**Selected excerpt:**

Here’s a pretty jerky victory lap clearly planted by the mortgage lending industry, with the boastful title “Foreclosure Wave Averted as Doomsayers Defied.” Let’s hear this out for a second.
When banks pulled back on foreclosures two years ago following a government investigation into allegations of faulty practices, market researchers, academics and Wall Street analysts said that a surge of delinquent homes would deluge the U.S. market once lenders resolved the claims and worked through backlog, driving down prices for years to come. RealtyTrac Inc., a seller of property data, warned a year ago of a “new set of incoming foreclosure waves.” Susan Wachter, professor at the University of Pennsylvania’s Wharton School, said in February that a logjam may be “unleashed” and destabilize the market.
In fact, the flood failed to materialize, even after the five biggest U.S. mortgage servicers reached a $25 billion settlement with federal and state regulators in February. Instead, the number of properties for sale shrank to the fewest in a decade, prices appreciated at the fastest pace since 2005, and the gradual healing of the housing market helped boost consumer confidence and the economy.
“We don’t have enough homes now to meet the needs of the market,” Paul Jacobson, a Stockton native and real estate broker for 22 years, said as he cruised the city’s northern fringe, where suburbia meets farmland. “People see a foreclosed home for sale in this area and they’re going to jump on it.”

**Short task A:** In the foreclosure article, how large was the settlement that the five biggest U.S. mortgage servicers reached with federal and state regulators?
**Short task B:** Do these statements agree with the foreclosure article? (i) RealtyTrac Inc. sells property data. (ii) Prices rose at the fastest pace since 2000. (iii) Paul Jacobson had worked as a real estate broker for 12 years.

**Dataset:**
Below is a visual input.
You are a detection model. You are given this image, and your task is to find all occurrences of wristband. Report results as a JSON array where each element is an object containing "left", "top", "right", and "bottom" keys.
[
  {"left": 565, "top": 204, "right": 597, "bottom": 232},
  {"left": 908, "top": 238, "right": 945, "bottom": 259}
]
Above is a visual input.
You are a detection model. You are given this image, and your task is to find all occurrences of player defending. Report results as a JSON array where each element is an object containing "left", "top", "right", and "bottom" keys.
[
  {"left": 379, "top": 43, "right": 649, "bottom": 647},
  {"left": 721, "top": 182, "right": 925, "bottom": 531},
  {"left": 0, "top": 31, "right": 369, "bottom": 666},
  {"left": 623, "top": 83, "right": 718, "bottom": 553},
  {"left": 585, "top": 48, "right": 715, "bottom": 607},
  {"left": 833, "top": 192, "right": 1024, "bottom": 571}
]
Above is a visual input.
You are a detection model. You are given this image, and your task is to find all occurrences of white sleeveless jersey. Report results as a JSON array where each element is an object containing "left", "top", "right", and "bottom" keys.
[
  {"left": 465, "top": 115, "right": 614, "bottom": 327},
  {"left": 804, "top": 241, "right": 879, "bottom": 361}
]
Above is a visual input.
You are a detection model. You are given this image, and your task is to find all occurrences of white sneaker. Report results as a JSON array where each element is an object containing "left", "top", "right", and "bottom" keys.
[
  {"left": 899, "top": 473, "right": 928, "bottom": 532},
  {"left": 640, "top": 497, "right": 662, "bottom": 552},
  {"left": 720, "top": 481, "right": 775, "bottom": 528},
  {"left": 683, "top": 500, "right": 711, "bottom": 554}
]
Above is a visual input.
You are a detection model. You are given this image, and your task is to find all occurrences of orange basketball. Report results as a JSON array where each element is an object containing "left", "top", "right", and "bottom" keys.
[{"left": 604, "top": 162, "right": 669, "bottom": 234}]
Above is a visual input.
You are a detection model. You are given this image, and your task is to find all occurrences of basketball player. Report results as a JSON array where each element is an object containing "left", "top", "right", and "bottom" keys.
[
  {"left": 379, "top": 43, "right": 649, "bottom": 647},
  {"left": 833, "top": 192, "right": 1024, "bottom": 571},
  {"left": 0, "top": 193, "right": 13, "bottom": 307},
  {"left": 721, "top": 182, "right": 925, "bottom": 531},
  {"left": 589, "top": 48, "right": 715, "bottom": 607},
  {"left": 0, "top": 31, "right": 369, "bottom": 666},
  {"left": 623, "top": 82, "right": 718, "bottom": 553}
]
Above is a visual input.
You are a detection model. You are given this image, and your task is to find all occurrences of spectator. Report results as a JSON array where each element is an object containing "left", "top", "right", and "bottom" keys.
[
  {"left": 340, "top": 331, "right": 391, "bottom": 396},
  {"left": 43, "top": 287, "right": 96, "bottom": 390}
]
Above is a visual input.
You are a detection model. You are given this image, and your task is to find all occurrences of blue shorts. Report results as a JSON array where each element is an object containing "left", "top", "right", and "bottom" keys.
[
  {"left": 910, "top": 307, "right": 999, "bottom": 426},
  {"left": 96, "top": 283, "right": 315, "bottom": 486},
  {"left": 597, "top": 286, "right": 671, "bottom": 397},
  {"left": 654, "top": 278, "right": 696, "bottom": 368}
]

**Final result A:** $25 billion.

**Final result B:**
(i) Yes: "RealtyTrac Inc., a seller of property data"
(ii) No: "prices appreciated at the fastest pace since 2005"
(iii) No: "real estate broker for 22 years"